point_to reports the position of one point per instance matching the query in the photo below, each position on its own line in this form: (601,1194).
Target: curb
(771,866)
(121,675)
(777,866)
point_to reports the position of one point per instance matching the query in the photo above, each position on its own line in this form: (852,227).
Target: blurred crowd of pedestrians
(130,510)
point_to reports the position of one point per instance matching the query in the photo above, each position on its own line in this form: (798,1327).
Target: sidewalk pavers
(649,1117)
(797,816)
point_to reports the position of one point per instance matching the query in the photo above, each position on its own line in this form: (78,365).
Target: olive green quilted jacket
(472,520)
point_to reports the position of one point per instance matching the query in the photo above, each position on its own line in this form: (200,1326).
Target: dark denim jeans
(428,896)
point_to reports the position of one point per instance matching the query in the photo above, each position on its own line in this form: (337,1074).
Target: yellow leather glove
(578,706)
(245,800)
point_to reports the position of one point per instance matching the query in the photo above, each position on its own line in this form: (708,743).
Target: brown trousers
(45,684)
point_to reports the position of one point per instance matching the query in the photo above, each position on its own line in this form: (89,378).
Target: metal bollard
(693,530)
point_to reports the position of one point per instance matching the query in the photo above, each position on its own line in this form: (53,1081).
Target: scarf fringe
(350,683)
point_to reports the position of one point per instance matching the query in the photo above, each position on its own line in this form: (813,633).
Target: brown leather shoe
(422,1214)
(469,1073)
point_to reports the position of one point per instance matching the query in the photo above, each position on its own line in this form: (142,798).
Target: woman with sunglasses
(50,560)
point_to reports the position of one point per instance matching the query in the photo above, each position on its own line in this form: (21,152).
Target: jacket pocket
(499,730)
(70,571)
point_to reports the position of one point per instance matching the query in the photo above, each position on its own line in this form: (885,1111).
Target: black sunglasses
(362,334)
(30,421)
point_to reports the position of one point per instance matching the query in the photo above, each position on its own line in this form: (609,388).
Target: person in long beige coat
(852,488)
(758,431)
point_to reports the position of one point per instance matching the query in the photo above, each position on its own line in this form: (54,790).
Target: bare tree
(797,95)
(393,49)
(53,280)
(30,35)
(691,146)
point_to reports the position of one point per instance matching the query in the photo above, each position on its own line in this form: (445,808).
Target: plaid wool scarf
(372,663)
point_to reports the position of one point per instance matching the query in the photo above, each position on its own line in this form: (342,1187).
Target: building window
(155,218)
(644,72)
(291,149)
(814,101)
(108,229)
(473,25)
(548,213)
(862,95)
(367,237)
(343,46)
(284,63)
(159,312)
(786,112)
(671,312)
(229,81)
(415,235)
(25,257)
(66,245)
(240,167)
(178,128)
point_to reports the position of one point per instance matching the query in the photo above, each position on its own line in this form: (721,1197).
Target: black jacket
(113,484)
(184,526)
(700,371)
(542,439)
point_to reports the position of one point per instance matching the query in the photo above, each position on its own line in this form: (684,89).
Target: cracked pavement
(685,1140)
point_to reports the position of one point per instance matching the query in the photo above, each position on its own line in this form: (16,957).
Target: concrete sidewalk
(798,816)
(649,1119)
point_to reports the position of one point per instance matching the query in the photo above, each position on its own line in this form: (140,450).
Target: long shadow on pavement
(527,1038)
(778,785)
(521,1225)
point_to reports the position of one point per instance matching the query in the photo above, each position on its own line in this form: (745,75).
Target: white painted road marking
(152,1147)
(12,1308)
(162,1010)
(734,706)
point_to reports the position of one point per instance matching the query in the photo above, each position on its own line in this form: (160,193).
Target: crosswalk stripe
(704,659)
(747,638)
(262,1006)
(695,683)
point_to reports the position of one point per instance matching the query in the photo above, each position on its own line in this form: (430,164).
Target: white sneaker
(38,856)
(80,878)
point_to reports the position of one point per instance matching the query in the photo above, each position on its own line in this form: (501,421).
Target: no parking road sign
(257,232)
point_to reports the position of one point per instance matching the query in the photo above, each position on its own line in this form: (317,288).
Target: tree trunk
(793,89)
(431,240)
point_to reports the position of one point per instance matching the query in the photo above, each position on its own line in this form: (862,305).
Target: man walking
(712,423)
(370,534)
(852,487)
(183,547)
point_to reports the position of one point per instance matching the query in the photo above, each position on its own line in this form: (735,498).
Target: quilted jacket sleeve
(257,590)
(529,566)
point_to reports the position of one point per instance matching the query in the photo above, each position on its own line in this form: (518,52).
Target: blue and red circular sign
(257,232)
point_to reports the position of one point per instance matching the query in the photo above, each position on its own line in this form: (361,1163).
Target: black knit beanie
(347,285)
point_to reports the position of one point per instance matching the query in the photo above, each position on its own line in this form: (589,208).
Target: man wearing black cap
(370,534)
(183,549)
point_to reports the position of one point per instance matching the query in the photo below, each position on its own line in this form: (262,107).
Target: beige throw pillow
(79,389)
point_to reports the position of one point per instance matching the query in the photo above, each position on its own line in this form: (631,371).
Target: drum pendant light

▬▬▬▬▬▬▬▬▬▬

**SET TASK**: Rewrite every line of the records above as a Markdown table with two columns, Row and Line. Number the rows in order and skip any blank lines.

**COMPLETE ANSWER**:
| Row | Line |
|---|---|
| 1 | point_to reports the position of one point per instance matching the query in the photo below, each position on its own line in this form: (601,1194). |
| 2 | Target: curb |
| 3 | (771,866) |
| 4 | (121,675) |
| 5 | (777,866) |
| 6 | point_to reports the position of one point per instance matching the query in the photo above, each position on its own line in this form: (852,227). |
| 7 | Target: blurred crowd of pedestrians |
| 8 | (130,510) |
| 9 | point_to reports the position of one point per instance matching the query in the photo above, each position on its own line in this form: (798,1327). |
| 10 | Target: sidewalk pavers |
| 11 | (649,1117) |
| 12 | (797,816) |
| 13 | point_to reports the position of one point per instance matching the query in the photo above, each position on its own line in this form: (78,365). |
| 14 | Target: olive green quilted jacket |
| 15 | (472,520) |
| 16 | point_to reports the position of one point per instance matching the query in the photo above, each position on its own line in this form: (200,1326). |
| 17 | Target: dark denim jeans |
| 18 | (428,896) |
| 19 | point_to reports the position of one point per instance matching the query in the photo above, each position on its own line in this form: (337,1074). |
| 20 | Target: yellow leather glove |
| 21 | (578,706) |
| 22 | (245,800) |
| 23 | point_to reports the position of one point per instance matching the query in the photo above, each position on its own line in this form: (708,743). |
| 24 | Target: brown trousers |
| 25 | (45,684) |
| 26 | point_to reports the position of one point per instance matching the query in the photo above, each position on its own line in this form: (89,378). |
| 27 | Target: metal bollard |
| 28 | (693,530) |
| 29 | point_to reports the position of one point per instance matching the query in the photo above, each position on its own line in this form: (53,1081). |
| 30 | Target: scarf fringe |
| 31 | (350,683) |
| 32 | point_to reports the position of one point per instance matching the query in the photo above, each position on its own line in this form: (813,633). |
| 33 | Target: brown leather shoe |
| 34 | (422,1214) |
| 35 | (469,1073) |
| 36 | point_to reports the position of one point per instance matching the query in the photo above, each position on its own line in this form: (142,798). |
| 37 | Target: woman with sunglasses |
| 38 | (50,560) |
| 39 | point_to reports the position of one point per instance matching the query in the photo above, each position on its own line in this form: (21,152). |
| 40 | Target: jacket pocket |
| 41 | (499,730) |
| 42 | (70,571) |
| 43 | point_to reports the position of one point per instance matching the query in the photo above, each position on its own line in this form: (885,1111). |
| 44 | Target: black sunglasses |
| 45 | (362,334) |
| 46 | (30,421) |
| 47 | point_to reports the position of one point per instance matching the query in the photo above, each position on its own line in this form: (609,388). |
| 48 | Target: person in long beige coat |
| 49 | (852,488) |
| 50 | (758,431) |
| 51 | point_to reports the position of one point per instance matching the query in the photo above, each position on its own line in this form: (54,790). |
| 52 | Target: bare tree |
| 53 | (797,95) |
| 54 | (393,49) |
| 55 | (53,280) |
| 56 | (30,35) |
| 57 | (691,146) |
| 58 | point_to reports the position of one point per instance matching the query in the photo above, each position on its own line in this form: (445,808). |
| 59 | Target: plaid wool scarf |
| 60 | (372,663) |
| 61 | point_to reports the position of one point per instance matching the query in the photo above, each position on its own line in this form: (342,1187). |
| 62 | Target: building window |
| 63 | (155,218) |
| 64 | (644,72) |
| 65 | (291,149) |
| 66 | (814,101) |
| 67 | (108,229) |
| 68 | (473,25) |
| 69 | (548,213) |
| 70 | (862,95) |
| 71 | (367,237) |
| 72 | (343,46) |
| 73 | (284,63) |
| 74 | (159,312) |
| 75 | (786,112) |
| 76 | (671,312) |
| 77 | (229,81) |
| 78 | (415,235) |
| 79 | (25,257) |
| 80 | (66,245) |
| 81 | (240,167) |
| 82 | (178,128) |
| 83 | point_to reports the position of one point per instance matching the query in the photo above, each position on its own line in this form: (721,1197). |
| 84 | Target: black jacket |
| 85 | (113,484) |
| 86 | (184,526) |
| 87 | (700,371) |
| 88 | (542,439) |
| 89 | point_to reports the position of one point per instance matching the query in the photo above, each position on its own line in this form: (684,89). |
| 90 | Target: cracked pavement |
| 91 | (685,1140) |
| 92 | point_to reports the position of one point per instance matching the query in the photo above, each position on its own line in this form: (16,957). |
| 93 | Target: concrete sidewalk |
| 94 | (798,816) |
| 95 | (649,1119) |
| 96 | point_to reports the position of one point per instance matching the query in the photo above, each position on its own line in this form: (140,450). |
| 97 | Target: long shadow on pavement |
| 98 | (527,1038) |
| 99 | (778,785) |
| 100 | (521,1225) |
| 101 | point_to reports the position of one point per instance matching the query in the photo above, each position on its own line in this form: (745,75). |
| 102 | Target: white painted road marking |
| 103 | (152,1147) |
| 104 | (12,1308) |
| 105 | (162,1010) |
| 106 | (734,706) |
| 107 | point_to reports the position of one point per instance matching the query in the photo above, each position on its own line in this form: (160,193). |
| 108 | Target: crosswalk stripe |
| 109 | (704,659) |
| 110 | (747,638) |
| 111 | (262,1006) |
| 112 | (695,683) |
| 113 | point_to reports the position of one point per instance matching the query in the photo above, each position on its own line in this form: (430,164). |
| 114 | Target: white sneaker |
| 115 | (38,856) |
| 116 | (80,878) |
| 117 | point_to reports the position of one point per instance matching the query in the photo above, each position on its own line in this form: (501,421). |
| 118 | Target: no parking road sign |
| 119 | (257,232) |
| 120 | point_to reports the position of one point per instance matching the query in the photo above, each position on its own line in this form: (317,288). |
| 121 | Target: tree trunk |
| 122 | (793,89) |
| 123 | (431,240) |
| 124 | point_to reports the position of one point per instance matching the query in the photo above, each position on its own line in this form: (862,305). |
| 125 | Target: man walking |
| 126 | (712,423) |
| 127 | (370,534) |
| 128 | (852,487) |
| 129 | (183,547) |
| 130 | point_to reports the position of one point per instance matching the query in the photo above, each position on its own line in this form: (735,498). |
| 131 | Target: quilted jacket sleeve |
| 132 | (257,590) |
| 133 | (529,566) |
| 134 | point_to reports the position of one point per instance matching the query in the photo above, each position on its own line in this form: (518,52). |
| 135 | Target: blue and red circular sign |
| 136 | (257,232) |
| 137 | point_to reports the position of one point per instance matching the query in the photo above, each position on its own line in this form: (361,1163). |
| 138 | Target: black knit beanie |
| 139 | (347,285) |
| 140 | point_to reports the position of one point per instance matching the query in the photo above, each position on its own line in this form: (589,208). |
| 141 | Target: man wearing black cap |
| 142 | (370,534) |
| 143 | (183,549) |
| 144 | point_to reports the position of one point per instance matching the query in the photo below, each position on its own line in this form: (262,107). |
| 145 | Target: beige throw pillow |
| 146 | (79,389) |
| 147 | point_to reports the position of one point per instance matching the query in the photo above, each position on its own line in this form: (631,371). |
| 148 | Target: drum pendant light |